TRECHO FORNECIDO -
A escola é vista como uma instituição que transmite conhecimentos de forma democrática a todos os alunos. Bourdieu (2007a) considera que, da necessidade de resolução do problema de acesso à educação, emerge a proposição da escola pública garantir educação pública e gratuita a todos os cidadãos. Desta forma, a escola seria uma instituição neutra, baseada nos princípios de igualdade, oportunidades, meritocracia e justiça social, que difundiria o conhecimento e selecionaria seus alunos a partir de critérios racionais. Bourdieu (2007a, p. 41), entretanto, contrapõe essa lógica, pois ao invés desses princípios visualiza outra interpretação da escola e da educação pelo viés da reprodução e legitimação das desigualdades:

É provavelmente por um efeito de inércia cultural que continuamos tomando o sistema escolar como um fator de mobilidade social, segundo a ideologia da “escola libertadora”, quando, ao contrário, tudo tende a mostrar que ela é um dos fatores mais eficientes de conservação social, pois fornece a aparência de legitimidade às desigualdades sociais, e sanciona a herança cultural e o dom social tratado como dom natural.

Podemos observar que Bourdieu (2007a) refuta a ideia da escola como um meio de garantir “justiça social” e igualdade de oportunidades a todos pelo viés da meritocracia, quando percebe que o conhecimento não é transmitido igualmente para todos os alunos como a escola faz parecer. Para ele, alunos de classes favorecidas trazem de berço uma herança, o capital cultural, que os torna mais propensos a absorver a cultura escolar.

A cultura consagrada e transmitida pela escola é socialmente reconhecida como cultura legítima, universalmente válida. Essa cultura escolar, para Bourdieu (2007a), seria a cultura imposta pelas classes dominantes como legítima. A essa dinâmica, denominou de “arbitrário cultural dominante”, quando uma cultura se impõe à outra. Sendo a cultura um elemento de dominação, as classes dominantes, além da imposição, atribuem um valor incontestável a ela.

OBJETIVO A -
Transcreva, do texto sobre Bourdieu e a escola, o trecho que começa nas palavras "Podemos observar que" e vai até depois de "a cultura escolar.".

Itens de marcação de contornos -

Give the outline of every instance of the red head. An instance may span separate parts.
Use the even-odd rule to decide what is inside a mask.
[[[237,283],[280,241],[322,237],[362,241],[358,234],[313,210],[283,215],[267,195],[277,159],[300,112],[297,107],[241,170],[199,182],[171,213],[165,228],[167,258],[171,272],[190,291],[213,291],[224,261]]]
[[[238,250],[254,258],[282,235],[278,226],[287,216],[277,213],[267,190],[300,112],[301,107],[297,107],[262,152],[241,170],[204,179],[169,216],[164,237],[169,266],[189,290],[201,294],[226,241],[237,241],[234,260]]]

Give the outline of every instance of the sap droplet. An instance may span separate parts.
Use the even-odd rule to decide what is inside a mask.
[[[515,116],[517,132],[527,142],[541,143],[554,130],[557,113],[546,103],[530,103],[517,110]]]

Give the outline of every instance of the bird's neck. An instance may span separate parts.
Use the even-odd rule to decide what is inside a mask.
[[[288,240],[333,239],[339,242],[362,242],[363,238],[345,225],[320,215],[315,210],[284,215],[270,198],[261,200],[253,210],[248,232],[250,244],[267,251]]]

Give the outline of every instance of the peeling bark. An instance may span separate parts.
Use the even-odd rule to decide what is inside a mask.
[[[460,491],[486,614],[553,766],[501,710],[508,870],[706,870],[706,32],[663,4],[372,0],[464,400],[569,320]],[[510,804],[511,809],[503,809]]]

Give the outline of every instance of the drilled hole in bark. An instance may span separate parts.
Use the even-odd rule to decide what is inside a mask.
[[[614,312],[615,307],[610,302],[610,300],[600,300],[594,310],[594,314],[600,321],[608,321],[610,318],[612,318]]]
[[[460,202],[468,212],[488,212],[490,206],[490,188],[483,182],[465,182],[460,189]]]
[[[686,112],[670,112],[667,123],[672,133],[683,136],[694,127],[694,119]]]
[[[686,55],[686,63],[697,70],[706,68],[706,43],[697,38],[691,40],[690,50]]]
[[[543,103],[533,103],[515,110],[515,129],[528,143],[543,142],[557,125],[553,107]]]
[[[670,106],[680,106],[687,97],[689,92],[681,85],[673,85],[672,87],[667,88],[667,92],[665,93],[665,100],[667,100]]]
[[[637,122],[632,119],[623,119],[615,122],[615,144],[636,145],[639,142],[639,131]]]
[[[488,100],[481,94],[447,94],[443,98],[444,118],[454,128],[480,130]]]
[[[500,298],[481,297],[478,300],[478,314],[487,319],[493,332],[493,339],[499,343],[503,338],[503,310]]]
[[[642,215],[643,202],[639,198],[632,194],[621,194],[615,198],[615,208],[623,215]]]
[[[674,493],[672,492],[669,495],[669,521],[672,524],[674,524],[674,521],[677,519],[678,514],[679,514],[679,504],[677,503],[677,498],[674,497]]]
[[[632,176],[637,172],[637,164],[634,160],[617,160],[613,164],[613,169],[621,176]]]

OBJETIVO B -
Separe e copie todas as linhas que contêm a sequência "span", respeitando maiúsculas e minúsculas.

RESPOSTA COMPLETA A -
Podemos observar que Bourdieu (2007a) refuta a ideia da escola como um meio de garantir “justiça social” e igualdade de oportunidades a todos pelo viés da meritocracia, quando percebe que o conhecimento não é transmitido igualmente para todos os alunos como a escola faz parecer. Para ele, alunos de classes favorecidas trazem de berço uma herança, o capital cultural, que os torna mais propensos a absorver a cultura escolar.

RESPOSTA COMPLETA B -
Give the outline of every instance of the red head. An instance may span separate parts.
Give the outline of every instance of the sap droplet. An instance may span separate parts.
Give the outline of every instance of the bird's neck. An instance may span separate parts.
Give the outline of every instance of the peeling bark. An instance may span separate parts.
Give the outline of every instance of the drilled hole in bark. An instance may span separate parts.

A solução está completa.